◆ **Given information**:
+ + + + + + +

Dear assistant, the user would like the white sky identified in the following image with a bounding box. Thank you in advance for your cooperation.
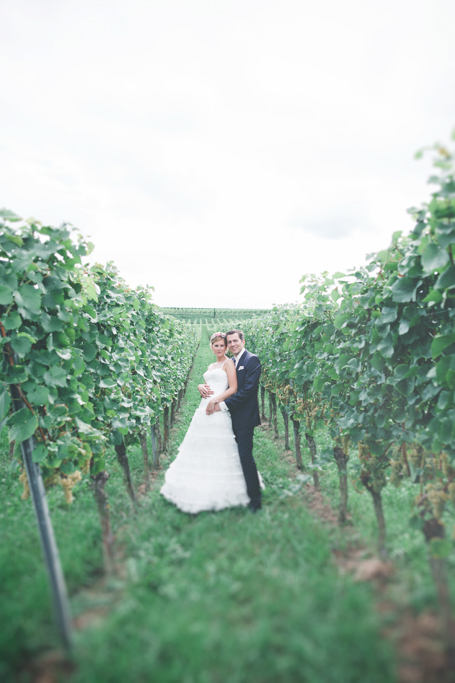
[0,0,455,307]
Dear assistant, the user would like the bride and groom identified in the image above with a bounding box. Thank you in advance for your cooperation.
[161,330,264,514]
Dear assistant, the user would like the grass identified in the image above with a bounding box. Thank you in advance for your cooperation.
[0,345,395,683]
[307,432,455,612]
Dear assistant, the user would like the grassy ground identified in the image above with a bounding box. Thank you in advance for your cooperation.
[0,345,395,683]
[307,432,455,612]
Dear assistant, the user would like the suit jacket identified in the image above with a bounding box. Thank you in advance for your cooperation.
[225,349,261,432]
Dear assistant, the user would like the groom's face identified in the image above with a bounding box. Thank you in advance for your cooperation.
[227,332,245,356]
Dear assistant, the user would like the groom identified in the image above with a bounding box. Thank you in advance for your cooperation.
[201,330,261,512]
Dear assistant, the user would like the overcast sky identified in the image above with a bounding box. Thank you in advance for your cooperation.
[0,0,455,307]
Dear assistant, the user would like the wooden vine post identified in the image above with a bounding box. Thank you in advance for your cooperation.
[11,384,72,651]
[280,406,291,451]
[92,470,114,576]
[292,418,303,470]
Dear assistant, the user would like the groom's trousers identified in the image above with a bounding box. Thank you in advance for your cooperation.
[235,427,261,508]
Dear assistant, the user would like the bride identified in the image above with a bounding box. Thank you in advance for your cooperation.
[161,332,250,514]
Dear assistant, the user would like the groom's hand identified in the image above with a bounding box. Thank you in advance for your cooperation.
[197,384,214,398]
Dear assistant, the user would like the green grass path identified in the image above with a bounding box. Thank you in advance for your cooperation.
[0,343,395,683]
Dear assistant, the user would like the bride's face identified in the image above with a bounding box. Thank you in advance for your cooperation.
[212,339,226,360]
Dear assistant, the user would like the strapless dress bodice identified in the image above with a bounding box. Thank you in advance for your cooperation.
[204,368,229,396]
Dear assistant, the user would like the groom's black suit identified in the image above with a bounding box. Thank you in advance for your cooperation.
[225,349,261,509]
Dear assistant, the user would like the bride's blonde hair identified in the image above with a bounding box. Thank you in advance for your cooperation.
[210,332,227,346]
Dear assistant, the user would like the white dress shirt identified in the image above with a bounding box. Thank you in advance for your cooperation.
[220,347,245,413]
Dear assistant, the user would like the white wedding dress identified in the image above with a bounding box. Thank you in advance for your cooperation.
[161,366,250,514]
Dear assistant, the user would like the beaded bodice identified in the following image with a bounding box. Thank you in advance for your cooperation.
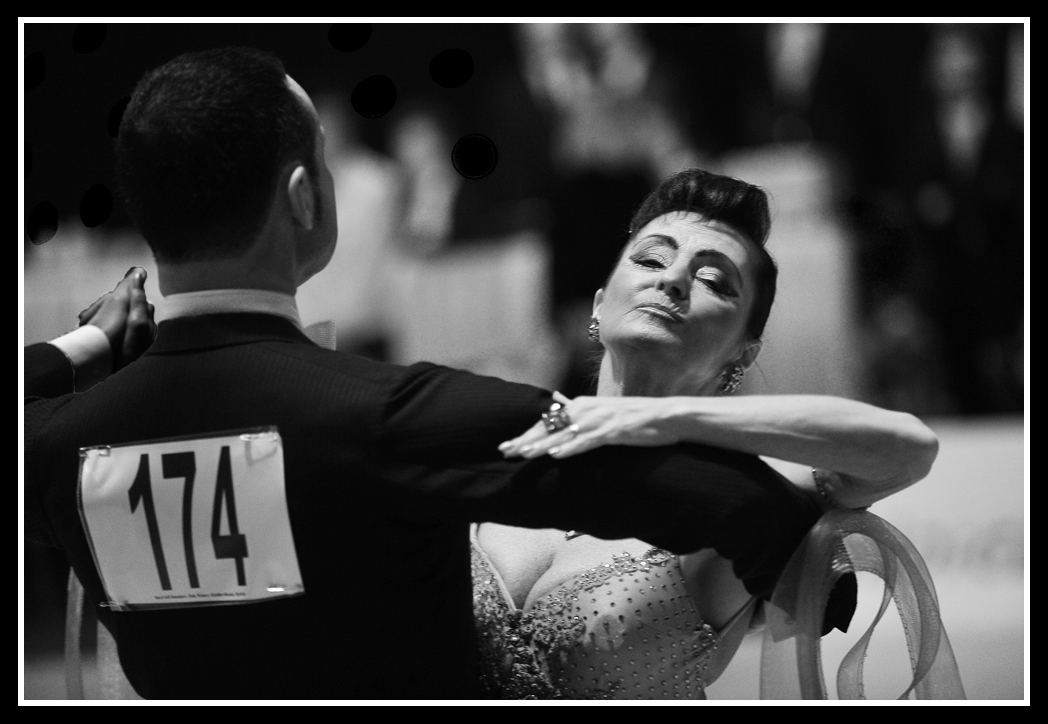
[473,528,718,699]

+ + + + + + +

◆ **Exercise objective**: Rewrite all of the lines above as a numbered list, omitting any blank lines and leaving the pictures out.

◆ **Exercise result**:
1. Dear assistant, the user would like the white sky identified in the following image with a bounding box. Thank you in advance for your cooperation.
2. [0,0,455,307]
3. Dear assistant, the user would like the bride and groom identified in the image above with a bounding box. Thank you in advance for your cooperation.
4. [161,330,264,514]
5. Dear assistant, the user would like the grass identified in the image above with a bounding box. Thank you in advance for your cooperation.
6. [0,345,395,683]
7. [307,432,455,612]
8. Dear assistant, the user would like the grassy ground identified in the image above with a bounding box. Thank you in advance for your cooperation.
9. [0,345,395,683]
10. [307,432,455,612]
11. Dear assistant, the user would like the suit jacket identified in the image above with a bounding box. Thank you in advance for your cooperation.
12. [225,349,261,432]
13. Dear assistant, the user would like the groom's face identified in the image above with a bounding box. Thank you in advance for your cooperation.
14. [227,332,245,356]
15. Dear assistant, the user would like the groom identified in the image above with a bounding box. Thank you in advance for your cooperation.
16. [201,330,261,512]
17. Dear assistant, the user would like the overcast sky identified in the image above with a bounding box. Thank you in advance for your cooperation.
18. [0,0,455,307]
19. Dear assistant, the user would like the wooden vine post identified in the image above with a bounding box. Thank you in advance for your cooperation.
20. [11,384,72,651]
21. [280,406,291,451]
22. [92,470,114,576]
23. [292,418,303,470]
24. Dear assistant, the user would like the groom's trousers identified in the image above with a bounding box. Thank you in advance for your cooperation.
25. [235,427,261,508]
26. Dear assistant, the user would like the bride identified in the image above with a bounding box. Thank you in advance for your cooperation.
27. [161,332,250,514]
28. Dear assistant, the user would like the groom's hand identified in the image above with a bounding box. Thank you in advance for your cooperation.
29. [197,384,214,398]
30. Dear assistant, the user would like the green grass path identified in the image above with a bounding box. Thank you in advance for your cooperation.
31. [0,343,395,683]
32. Dear assistant, the user would like the bride's face identified in the image above with a bounding box. Thank you in advance for your cooperation.
33. [212,339,226,360]
34. Dear assistant, the user would like the strapless dress bodice identified in the image above with a bounding box. Thank you in advance for your cooperation.
35. [204,368,229,396]
36. Dear assistant, the user would like the groom's black suit identified in the image above with a bounding box. Thank you in advance for your cooperation.
37. [225,349,261,509]
38. Dear assistant, the user would like the bride's blonde hair identified in the image above with a bounding box. Thank you in advance for your cooperation.
39. [210,332,227,346]
40. Dear assistant, the user would like the white dress shirt identified in the image above with a bounding box. Thank you in advance for your cooperation.
41. [220,347,245,413]
42. Dear assistant, the user would like the white wedding dress identified in the image above with a bounding box. Thank you in advance for your cooperation.
43. [161,366,250,514]
44. Dear assistant, the user would like the beaded bodice identified in the following image with a bounding box. Thank you in advance for your cooperation.
45. [473,528,718,699]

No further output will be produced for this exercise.